» Written problem 1:
According to the writing-critique thread, how many campaigns had the Admiral been a veteran of?
» Written problem 2:
Write out the stretch of the writing-critique thread from "Grammatically, the phrase" through "the same time.".

» Passage given:
[start]
As the Armada approached the human solar system, it began processing for deceleration. The Admiral’s Chief of Staff approached him as he sat at the command console. The Chief stopped a few steps away. He was careful not to get too close, as he knew it might disrupt the neural sensors that were _Reading_ the Admiral’s command inputs to the ship and staff. Finally the Chief of Staff spoke up. “Admiral, there is a big problem.”

The Admiral was a veteran of 3 campaigns and was never easily rattled. An imposing figure, even when seated, it was a special few that spoke first when in his presence. “What is it?” He didn’t turn his eye towards the Chief of Staff.

“We are receiving a vast assortment of electromagnetic signals.”

[This message has been edited by Kathleen Dalton Woodbury (edited September 15, 2006).]
 


Posted by markburnash (Member # 3601) on :
 
practice writing the same sentence different ways
i.e.
The Admiral’s Chief of Staff approached him as he sat at the command console. (James T.?) j.k.

(The Admiral sat at the command console as the Chief of Staff approached)
(The Chief of Staff quickly approached the Admiral poised at the helm of the command console.)


work on brevity, or saying the same thing with fewer words
i.e.
The Admiral was a veteran of 3 campaigns and was never easily rattled
(The Admiral, a veteran of three campaigns, was never easily rattled)

 


Posted by sojoyful (Member # 2997) on :
 
quote:
The Admiral’s Chief of Staff approached him as he sat at the command console.
Grammatically, the phrase "as he sat at the command console" refers to the Chief of Staff. The CoS can't approach something and be sitting at a console at the same time.
[end]
» Extracted data:
[start]
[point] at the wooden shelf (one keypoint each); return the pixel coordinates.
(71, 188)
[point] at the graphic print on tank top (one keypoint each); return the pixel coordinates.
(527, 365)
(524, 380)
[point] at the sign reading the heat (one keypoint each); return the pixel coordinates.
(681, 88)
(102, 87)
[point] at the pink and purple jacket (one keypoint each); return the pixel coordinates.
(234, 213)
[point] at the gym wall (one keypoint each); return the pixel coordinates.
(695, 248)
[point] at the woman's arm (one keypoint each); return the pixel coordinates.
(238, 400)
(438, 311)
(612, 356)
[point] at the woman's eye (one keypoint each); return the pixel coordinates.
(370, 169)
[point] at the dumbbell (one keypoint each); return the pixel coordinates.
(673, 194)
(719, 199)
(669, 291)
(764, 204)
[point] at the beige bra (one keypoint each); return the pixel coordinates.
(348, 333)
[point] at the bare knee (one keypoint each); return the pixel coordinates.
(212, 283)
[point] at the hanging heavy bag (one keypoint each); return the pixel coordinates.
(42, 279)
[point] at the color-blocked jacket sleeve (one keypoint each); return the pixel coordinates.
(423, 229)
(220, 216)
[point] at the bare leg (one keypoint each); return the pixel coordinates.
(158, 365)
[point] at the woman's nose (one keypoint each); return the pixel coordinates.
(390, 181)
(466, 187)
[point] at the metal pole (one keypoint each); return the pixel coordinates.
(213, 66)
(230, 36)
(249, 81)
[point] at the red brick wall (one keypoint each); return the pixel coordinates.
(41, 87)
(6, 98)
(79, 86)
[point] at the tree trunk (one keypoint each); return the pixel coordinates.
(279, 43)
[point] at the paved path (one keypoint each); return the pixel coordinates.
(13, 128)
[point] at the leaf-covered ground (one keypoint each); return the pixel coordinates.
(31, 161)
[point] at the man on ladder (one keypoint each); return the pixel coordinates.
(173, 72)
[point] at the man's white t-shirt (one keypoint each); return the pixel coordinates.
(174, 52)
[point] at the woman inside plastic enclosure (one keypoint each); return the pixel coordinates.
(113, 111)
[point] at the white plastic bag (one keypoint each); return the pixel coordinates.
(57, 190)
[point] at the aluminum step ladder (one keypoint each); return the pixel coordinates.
[end]
» Problem solution 1:
Three campaigns.

» Problem solution 2:
Grammatically, the phrase "as he sat at the command console" refers to the Chief of Staff. The CoS can't approach something and be sitting at a console at the same time.